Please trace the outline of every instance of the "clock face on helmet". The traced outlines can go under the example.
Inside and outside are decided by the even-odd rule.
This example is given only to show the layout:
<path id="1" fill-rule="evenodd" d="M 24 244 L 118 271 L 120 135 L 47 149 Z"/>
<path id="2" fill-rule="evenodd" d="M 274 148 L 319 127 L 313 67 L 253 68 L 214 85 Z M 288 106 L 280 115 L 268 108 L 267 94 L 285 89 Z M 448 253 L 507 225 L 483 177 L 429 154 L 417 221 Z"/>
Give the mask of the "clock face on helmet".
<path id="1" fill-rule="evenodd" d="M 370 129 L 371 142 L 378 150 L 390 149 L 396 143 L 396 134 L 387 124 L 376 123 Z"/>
==
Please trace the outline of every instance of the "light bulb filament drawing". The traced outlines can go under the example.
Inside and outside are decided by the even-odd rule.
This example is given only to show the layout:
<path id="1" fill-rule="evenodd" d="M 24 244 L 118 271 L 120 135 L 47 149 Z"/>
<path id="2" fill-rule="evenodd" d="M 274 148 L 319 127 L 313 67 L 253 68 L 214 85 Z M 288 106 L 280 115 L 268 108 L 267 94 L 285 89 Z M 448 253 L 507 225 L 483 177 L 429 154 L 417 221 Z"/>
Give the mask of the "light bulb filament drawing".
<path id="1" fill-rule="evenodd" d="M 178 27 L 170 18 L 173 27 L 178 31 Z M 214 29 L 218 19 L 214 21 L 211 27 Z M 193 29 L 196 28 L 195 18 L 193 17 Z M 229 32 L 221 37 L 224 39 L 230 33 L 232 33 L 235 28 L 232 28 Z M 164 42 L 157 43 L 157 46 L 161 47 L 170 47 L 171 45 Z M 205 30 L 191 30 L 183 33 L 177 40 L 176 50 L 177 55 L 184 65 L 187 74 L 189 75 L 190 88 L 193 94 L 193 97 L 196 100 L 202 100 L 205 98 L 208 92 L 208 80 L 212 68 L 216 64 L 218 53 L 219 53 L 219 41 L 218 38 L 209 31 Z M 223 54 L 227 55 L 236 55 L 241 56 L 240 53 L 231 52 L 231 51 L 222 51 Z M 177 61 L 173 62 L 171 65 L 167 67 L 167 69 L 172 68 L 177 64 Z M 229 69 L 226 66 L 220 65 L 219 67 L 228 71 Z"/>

EXERCISE DESCRIPTION: Report each line of the entries above that contains the word "Please", copied in full.

COMPLETE RESPONSE:
Please trace the outline of every instance of the "clock face on helmet". The traced outlines can go under the example.
Please trace the outline of every instance of the "light bulb filament drawing". The traced outlines can go under the example.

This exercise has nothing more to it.